Records from a dataset

______

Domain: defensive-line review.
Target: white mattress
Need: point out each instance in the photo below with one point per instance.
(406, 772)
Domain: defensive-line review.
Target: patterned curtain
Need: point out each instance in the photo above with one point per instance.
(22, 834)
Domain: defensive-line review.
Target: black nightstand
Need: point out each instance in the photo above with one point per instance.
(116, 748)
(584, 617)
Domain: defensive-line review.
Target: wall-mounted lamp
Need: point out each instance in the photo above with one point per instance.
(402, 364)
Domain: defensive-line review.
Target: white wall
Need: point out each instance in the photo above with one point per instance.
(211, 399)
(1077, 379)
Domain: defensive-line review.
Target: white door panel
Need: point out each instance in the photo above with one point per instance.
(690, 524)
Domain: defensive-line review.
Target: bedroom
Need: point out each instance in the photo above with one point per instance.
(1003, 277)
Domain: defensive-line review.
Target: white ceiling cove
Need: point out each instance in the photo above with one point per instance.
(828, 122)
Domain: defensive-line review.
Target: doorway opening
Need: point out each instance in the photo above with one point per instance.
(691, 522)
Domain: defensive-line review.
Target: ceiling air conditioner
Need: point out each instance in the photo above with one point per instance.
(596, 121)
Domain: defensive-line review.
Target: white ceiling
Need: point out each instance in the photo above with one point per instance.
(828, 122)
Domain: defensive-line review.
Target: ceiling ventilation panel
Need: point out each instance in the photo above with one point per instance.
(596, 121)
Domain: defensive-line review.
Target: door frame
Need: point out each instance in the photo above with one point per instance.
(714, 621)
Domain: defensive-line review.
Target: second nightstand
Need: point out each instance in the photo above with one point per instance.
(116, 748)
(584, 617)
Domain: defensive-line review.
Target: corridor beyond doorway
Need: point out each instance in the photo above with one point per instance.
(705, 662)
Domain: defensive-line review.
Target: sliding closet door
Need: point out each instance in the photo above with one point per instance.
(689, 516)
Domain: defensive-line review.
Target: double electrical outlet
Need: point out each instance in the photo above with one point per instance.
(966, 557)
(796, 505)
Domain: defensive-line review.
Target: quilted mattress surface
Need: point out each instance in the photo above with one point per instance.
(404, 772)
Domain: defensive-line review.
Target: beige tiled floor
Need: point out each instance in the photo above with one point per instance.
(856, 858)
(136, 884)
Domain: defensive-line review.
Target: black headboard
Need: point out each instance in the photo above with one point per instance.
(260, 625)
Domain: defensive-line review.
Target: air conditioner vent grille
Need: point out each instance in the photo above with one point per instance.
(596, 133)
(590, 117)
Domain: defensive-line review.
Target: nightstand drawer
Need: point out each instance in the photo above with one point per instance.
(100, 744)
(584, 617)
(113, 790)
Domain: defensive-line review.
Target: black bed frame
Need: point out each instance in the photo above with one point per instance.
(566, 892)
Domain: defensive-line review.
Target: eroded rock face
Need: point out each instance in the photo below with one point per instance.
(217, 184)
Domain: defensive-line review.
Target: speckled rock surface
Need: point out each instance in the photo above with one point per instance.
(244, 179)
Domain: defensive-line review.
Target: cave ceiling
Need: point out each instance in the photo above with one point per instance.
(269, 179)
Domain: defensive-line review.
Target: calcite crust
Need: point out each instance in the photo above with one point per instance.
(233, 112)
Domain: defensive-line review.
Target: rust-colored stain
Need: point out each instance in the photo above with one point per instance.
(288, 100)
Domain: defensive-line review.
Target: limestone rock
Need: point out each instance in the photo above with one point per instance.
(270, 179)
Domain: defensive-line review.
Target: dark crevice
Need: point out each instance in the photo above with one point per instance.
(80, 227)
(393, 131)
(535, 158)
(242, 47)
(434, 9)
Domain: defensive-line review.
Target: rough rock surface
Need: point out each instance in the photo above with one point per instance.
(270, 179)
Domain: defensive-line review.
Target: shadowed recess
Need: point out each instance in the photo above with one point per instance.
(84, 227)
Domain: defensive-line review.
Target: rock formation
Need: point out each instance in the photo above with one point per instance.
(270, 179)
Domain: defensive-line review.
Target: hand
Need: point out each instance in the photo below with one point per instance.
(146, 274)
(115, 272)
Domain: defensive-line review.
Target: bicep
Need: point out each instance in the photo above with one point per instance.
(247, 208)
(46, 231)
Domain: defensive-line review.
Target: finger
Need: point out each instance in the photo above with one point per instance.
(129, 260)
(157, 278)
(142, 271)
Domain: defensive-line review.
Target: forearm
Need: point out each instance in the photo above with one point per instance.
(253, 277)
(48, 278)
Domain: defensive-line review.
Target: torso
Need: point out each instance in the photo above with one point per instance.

______

## Direction
Copy out the full listing exactly.

## The solution
Domain: defensive-line review.
Target: white mattress
Need: point out each instance in the photo below with one point per instance.
(406, 772)
Domain: defensive-line review.
Target: patterned curtain
Need: point out each instance in the photo above with one point per instance.
(22, 834)
Domain: defensive-line review.
Target: black nightstand
Need: point out each instance in the photo above with one point per instance.
(116, 748)
(584, 617)
Domain: defensive-line review.
Target: wall-mounted lamp
Need: point out each instance in the photo above with one point per instance.
(402, 364)
Domain: defensive-line review.
Target: white wall
Need: point out each instance in the photo above with one point per instance.
(211, 399)
(1077, 379)
Domain: defensive-line review.
Target: white door panel
Need: point out each instance in the photo above with one point per instance.
(690, 524)
Domain: defensive-line review.
Target: bedroom
Need: point out each instance in the photo above with one point per instance.
(1003, 277)
Domain: defensive-line review.
Target: white ceiling cove
Need: point out each instance in the photo above with one point per instance.
(828, 122)
Domain: defensive-line review.
Target: doorway opening
Need: point out each instance in the photo above with one point per instance.
(691, 522)
Domain: defensive-line review.
Target: ceiling air conditioner
Need: point out each instance in the photo above with one point per instance.
(596, 121)
Domain: defensive-line review.
Target: white ceiling
Need: point out each instance in the photo above with one point per instance.
(828, 122)
Domain: defensive-line review.
Target: ceiling ventilation panel
Need: point out each instance in the photo above with one point per instance.
(596, 121)
Domain: defensive-line review.
Target: door frame
Need: point out each instance in the photo above with one point per instance.
(714, 621)
Domain: defensive-line review.
Target: second nightstand
Need: point out each instance in the photo above with one point per instance.
(116, 748)
(584, 617)
Domain: defensive-line review.
Target: corridor beyond doorway
Need: point out each instance in the photo above with one point per instance.
(705, 662)
Domain: defensive-line review.
Target: sliding closet door
Need: point out each instance in the photo above with one point per instance.
(689, 516)
Domain: defensive-line review.
Target: double electrical outlet
Need: point out each instance in the photo above with one point per instance.
(966, 557)
(796, 505)
Domain: defensive-line review.
Target: quilted mattress surface
Need: point out each instance in the photo above with one point per instance.
(404, 772)
Domain: defensive-line review.
Target: beige tiled floor
Need: point out each instance in the photo above with one point per instance.
(856, 858)
(136, 884)
Domain: defensive-line review.
Target: black headboard
Need: point out each instance in the photo above with one point per instance.
(260, 625)
Domain: defensive-line review.
Target: air conditioner vent grille
Need: point out each instance in the photo above with one point per instance.
(596, 133)
(590, 117)
Domain: defensive-line review.
Target: nightstand drawer
Need: point out each instance in the photo above with one point per instance.
(100, 744)
(584, 617)
(113, 790)
Domain: defensive-line review.
Target: black bed frame
Need: point out each instance in the photo above with one point per instance.
(566, 892)
Domain: defensive-line review.
Target: eroded rock face
Need: point out each instance in the photo below with one point per instance.
(217, 184)
Domain: defensive-line review.
Target: speckled rock surface
Need: point out each instance in the photo above with one point per instance.
(244, 179)
Domain: defensive-line review.
Target: cave ceiling
Need: point out each instance in the photo above with one point per instance.
(269, 179)
Domain: defensive-line review.
Target: calcite crust
Need: point out each instance in the photo above with one point per instance.
(233, 112)
Domain: defensive-line review.
Target: rust-colored stain
Need: point out each instance in the photo above with one point per instance.
(288, 100)
Domain: defensive-line review.
Target: limestone rock
Need: point out each instance in the photo above with one point per instance.
(270, 179)
Domain: defensive-line review.
Target: dark crevice
Need: point out each instance in the photo above with one point per instance.
(80, 227)
(393, 131)
(535, 158)
(242, 47)
(434, 9)
Domain: defensive-line review.
Target: rough rock surface
Need: point out each instance in the photo above with one point per instance.
(270, 179)
Domain: defensive-line review.
Target: shadowed recess
Need: point out each instance in the photo above with one point per instance.
(84, 227)
Domain: defensive-line review.
Target: rock formation
Need: point out each instance in the photo above with one point per instance.
(270, 179)
Domain: defensive-line review.
Target: hand
Need: point out each instance in the photo below with one point per instance.
(146, 274)
(115, 272)
Domain: defensive-line review.
Target: bicep
Need: point out each instance in the photo above with one point per instance.
(247, 208)
(46, 231)
Domain: defensive-line review.
Target: finger
Need: point out each instance in the photo above with one point per instance.
(129, 260)
(157, 278)
(142, 271)
Domain: defensive-line review.
Target: forearm
Need: point out each instance in the photo above with one point per instance.
(253, 277)
(48, 278)
Domain: defensive-line review.
Target: torso
Need: point out each instance in the photo above with one point per instance.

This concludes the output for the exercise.